▶ **GOAL OF THE EXERCISE**
Count the lines in the entries below that contain the string "horizon", matching case exactly, and reply with only that number.

▶ **DATASET ROWS**
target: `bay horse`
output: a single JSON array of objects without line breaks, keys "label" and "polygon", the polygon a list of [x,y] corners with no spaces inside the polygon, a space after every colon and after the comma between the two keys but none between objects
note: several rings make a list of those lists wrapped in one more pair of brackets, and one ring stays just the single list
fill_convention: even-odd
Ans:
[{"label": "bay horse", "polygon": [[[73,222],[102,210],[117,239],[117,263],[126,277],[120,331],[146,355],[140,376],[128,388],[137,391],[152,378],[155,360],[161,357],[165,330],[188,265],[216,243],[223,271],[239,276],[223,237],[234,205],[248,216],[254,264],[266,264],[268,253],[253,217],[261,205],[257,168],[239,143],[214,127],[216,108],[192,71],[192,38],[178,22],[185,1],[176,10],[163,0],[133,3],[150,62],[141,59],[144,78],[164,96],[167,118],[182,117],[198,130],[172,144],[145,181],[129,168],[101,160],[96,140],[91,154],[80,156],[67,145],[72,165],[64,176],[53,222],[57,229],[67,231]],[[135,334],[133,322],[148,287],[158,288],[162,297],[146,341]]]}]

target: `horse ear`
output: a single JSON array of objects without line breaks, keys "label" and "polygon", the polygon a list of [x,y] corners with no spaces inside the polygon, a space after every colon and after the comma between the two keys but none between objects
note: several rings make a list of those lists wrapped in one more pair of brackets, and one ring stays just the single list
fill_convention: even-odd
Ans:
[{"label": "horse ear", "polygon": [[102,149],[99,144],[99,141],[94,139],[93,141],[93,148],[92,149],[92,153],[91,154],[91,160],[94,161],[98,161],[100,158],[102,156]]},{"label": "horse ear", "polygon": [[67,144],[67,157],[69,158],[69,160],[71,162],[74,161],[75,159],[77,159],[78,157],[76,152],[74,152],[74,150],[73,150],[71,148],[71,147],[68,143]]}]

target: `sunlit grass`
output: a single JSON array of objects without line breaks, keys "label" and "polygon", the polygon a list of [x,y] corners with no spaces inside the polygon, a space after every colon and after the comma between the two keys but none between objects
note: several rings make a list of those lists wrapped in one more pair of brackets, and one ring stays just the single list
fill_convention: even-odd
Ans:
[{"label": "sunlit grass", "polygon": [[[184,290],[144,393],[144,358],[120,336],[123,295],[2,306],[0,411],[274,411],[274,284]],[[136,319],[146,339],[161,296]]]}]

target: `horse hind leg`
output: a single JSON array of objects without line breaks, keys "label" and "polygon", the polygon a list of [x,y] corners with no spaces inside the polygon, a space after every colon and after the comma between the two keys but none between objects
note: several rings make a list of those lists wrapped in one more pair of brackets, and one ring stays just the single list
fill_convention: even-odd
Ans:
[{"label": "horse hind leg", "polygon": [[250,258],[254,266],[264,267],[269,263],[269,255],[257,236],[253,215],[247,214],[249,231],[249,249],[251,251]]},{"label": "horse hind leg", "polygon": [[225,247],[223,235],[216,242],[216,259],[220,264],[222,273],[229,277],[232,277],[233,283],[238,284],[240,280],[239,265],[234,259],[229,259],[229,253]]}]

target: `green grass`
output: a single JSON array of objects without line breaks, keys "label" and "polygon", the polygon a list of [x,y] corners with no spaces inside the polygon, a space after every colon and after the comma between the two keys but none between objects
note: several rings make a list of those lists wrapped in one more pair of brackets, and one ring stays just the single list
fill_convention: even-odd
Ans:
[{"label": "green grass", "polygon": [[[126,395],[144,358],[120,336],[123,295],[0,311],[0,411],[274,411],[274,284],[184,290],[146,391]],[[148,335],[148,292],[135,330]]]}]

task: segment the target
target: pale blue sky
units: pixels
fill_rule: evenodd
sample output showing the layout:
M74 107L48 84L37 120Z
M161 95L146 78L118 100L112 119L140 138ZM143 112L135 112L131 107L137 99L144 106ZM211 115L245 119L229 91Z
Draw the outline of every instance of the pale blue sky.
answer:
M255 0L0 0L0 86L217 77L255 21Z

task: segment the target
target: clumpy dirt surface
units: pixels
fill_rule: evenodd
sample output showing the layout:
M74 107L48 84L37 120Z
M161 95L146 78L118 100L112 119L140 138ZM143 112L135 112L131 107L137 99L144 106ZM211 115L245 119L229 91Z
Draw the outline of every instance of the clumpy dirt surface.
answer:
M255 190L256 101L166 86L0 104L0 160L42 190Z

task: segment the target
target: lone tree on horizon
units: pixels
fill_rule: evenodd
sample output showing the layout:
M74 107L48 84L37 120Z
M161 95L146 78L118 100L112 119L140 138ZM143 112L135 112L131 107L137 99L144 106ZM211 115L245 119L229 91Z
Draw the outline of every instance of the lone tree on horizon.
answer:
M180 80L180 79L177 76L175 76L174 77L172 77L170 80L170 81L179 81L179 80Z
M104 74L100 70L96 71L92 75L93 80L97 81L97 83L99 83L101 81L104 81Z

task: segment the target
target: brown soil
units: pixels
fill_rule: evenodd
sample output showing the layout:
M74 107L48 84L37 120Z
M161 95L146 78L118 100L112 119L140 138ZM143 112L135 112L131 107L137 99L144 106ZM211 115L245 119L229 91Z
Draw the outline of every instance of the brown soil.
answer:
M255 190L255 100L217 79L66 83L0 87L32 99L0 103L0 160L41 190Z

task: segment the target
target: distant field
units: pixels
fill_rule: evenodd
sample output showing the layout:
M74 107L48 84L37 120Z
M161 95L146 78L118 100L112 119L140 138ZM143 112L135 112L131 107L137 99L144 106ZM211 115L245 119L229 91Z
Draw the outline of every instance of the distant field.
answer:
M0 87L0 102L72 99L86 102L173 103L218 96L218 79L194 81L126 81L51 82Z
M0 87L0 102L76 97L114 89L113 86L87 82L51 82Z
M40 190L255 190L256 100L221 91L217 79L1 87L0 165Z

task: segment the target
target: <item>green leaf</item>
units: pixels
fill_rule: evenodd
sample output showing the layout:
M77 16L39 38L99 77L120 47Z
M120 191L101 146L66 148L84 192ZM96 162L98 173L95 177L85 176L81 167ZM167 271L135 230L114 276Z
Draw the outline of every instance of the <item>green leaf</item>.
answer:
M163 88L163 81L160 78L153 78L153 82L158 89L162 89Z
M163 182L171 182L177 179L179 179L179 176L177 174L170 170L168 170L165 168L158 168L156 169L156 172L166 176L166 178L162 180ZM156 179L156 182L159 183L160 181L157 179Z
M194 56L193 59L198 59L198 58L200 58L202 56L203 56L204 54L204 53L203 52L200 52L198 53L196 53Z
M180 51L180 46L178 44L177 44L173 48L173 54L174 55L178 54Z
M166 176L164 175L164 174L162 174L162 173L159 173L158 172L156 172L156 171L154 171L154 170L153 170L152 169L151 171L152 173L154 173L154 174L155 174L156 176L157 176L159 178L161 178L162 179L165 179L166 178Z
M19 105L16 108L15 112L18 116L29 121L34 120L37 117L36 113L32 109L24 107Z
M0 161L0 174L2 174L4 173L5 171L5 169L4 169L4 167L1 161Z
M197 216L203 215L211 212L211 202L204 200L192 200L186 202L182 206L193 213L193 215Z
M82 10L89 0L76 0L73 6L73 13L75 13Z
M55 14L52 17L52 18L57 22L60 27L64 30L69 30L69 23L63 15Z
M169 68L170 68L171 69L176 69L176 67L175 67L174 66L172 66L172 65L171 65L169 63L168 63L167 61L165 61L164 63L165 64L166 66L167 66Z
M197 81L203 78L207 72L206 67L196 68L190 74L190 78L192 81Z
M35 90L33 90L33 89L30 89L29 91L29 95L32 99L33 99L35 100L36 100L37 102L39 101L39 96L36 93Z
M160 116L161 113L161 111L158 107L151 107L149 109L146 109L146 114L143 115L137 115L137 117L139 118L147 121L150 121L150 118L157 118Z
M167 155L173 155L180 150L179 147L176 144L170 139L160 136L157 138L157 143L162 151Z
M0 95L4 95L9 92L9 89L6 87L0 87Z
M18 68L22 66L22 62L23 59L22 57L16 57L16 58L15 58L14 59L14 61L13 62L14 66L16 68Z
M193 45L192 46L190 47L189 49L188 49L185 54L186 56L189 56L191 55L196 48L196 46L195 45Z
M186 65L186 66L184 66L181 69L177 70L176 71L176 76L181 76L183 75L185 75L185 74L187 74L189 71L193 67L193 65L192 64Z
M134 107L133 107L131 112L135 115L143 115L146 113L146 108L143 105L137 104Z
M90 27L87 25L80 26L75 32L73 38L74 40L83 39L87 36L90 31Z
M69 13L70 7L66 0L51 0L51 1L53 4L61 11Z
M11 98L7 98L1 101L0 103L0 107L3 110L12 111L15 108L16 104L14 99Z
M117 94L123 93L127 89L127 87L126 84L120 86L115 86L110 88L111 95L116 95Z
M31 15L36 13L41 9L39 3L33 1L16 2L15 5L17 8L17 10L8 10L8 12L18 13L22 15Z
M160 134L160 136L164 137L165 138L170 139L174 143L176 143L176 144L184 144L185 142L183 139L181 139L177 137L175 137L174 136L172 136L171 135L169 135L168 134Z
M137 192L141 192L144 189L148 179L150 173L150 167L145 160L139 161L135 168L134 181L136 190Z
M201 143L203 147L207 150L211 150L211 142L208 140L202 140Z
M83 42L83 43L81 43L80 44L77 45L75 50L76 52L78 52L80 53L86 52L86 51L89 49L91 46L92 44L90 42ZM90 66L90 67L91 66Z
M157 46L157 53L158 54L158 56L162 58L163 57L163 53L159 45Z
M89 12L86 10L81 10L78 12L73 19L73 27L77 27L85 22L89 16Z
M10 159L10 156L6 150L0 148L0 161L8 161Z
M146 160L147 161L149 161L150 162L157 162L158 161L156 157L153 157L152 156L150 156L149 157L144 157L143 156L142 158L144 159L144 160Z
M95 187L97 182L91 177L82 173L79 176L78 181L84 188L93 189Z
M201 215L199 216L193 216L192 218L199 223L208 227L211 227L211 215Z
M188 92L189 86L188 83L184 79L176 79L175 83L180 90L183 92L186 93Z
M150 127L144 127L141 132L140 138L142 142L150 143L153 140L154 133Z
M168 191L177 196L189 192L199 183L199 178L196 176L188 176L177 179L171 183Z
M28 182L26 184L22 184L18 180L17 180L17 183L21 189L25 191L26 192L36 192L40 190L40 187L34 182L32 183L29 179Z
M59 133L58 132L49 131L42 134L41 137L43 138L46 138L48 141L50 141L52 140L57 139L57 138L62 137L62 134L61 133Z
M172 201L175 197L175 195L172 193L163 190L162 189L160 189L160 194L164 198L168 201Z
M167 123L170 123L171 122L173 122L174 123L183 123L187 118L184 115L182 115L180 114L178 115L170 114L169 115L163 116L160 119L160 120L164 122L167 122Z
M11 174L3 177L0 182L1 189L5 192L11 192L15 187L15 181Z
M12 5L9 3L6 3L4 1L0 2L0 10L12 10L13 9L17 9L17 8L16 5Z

▶ **SOLVED EXERCISE**
2